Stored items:
---
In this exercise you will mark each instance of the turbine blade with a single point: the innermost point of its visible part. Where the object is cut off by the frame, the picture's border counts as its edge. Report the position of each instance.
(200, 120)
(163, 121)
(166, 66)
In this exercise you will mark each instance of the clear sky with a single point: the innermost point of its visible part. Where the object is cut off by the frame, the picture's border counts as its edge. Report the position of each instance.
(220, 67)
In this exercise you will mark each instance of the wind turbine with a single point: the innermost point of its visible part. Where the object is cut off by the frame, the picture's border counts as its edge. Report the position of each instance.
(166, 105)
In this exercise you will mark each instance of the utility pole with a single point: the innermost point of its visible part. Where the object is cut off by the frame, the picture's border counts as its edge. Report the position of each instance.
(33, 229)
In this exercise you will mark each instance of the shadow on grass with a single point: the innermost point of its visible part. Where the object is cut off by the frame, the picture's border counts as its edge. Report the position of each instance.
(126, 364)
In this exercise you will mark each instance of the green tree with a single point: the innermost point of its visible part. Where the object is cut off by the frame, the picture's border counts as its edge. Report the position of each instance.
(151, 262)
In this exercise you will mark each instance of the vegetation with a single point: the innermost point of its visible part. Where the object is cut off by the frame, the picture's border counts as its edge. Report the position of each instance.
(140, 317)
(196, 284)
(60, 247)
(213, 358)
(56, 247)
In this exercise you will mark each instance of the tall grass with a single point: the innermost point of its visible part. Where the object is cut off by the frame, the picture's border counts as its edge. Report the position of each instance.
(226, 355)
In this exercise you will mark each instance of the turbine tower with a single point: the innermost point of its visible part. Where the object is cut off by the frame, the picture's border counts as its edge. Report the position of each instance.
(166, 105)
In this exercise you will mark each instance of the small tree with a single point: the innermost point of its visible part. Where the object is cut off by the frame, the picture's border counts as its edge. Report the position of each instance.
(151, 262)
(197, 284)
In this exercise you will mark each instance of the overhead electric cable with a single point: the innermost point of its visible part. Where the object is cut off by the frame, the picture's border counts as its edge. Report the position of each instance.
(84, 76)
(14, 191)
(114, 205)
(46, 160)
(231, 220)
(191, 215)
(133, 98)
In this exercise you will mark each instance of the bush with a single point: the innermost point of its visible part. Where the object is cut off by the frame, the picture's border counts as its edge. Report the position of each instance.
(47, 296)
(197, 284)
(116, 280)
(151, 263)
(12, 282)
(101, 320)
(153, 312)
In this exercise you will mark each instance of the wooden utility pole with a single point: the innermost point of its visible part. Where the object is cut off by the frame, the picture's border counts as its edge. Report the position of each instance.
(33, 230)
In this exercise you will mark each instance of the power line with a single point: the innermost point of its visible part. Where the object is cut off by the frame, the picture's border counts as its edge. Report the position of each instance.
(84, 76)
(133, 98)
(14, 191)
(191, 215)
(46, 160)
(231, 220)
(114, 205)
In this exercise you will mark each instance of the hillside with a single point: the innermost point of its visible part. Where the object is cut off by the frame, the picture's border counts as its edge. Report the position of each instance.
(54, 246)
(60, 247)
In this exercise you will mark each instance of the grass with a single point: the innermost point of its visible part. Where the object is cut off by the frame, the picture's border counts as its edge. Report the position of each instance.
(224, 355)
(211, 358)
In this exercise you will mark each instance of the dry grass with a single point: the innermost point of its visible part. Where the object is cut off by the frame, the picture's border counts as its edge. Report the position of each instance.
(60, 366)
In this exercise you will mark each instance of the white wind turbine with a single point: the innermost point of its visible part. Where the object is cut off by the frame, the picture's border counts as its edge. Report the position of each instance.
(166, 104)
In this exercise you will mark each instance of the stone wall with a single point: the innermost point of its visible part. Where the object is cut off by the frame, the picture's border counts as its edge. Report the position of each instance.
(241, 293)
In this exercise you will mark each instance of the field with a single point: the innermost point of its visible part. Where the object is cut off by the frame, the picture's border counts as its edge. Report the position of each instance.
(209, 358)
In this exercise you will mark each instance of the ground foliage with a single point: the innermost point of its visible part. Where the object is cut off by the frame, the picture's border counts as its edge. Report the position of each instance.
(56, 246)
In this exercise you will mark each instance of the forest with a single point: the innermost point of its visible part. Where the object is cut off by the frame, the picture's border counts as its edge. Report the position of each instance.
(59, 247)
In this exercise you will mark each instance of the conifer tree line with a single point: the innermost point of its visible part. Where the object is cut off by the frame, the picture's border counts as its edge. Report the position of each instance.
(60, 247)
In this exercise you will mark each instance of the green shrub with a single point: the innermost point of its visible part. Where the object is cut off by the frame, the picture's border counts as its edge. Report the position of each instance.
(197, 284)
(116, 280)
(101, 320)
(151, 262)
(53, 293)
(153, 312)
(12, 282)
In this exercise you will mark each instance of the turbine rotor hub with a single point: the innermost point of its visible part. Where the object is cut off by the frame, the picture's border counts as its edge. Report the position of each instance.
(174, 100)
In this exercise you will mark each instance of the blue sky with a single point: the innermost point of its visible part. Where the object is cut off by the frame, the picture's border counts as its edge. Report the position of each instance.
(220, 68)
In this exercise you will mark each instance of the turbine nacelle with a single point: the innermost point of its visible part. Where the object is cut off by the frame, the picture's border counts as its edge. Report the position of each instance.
---
Task description:
The lines to reproduce run from the line containing "the turbine rotor" to the end of the listing; write them out exactly and add nothing.

Reply:
In this exercise you will mark each instance of the turbine rotor hub with a single point: the innermost point of its visible part. Where the object is cut off by the frame, the picture's border counts as its edge. Report the position of each instance.
(174, 100)
In this exercise you will mark each instance of the blue sky with a single point: the innermost point of its visible part. Where the object is cut off by the frame, the picture's border counts as its edge. Report the position of each instance.
(220, 68)
In this exercise you will mark each instance of the turbine nacelle with a single point: the innermost point of its visible part. Where the object is cut off by the frame, the picture's border counts as its edge. Report the position of each instance.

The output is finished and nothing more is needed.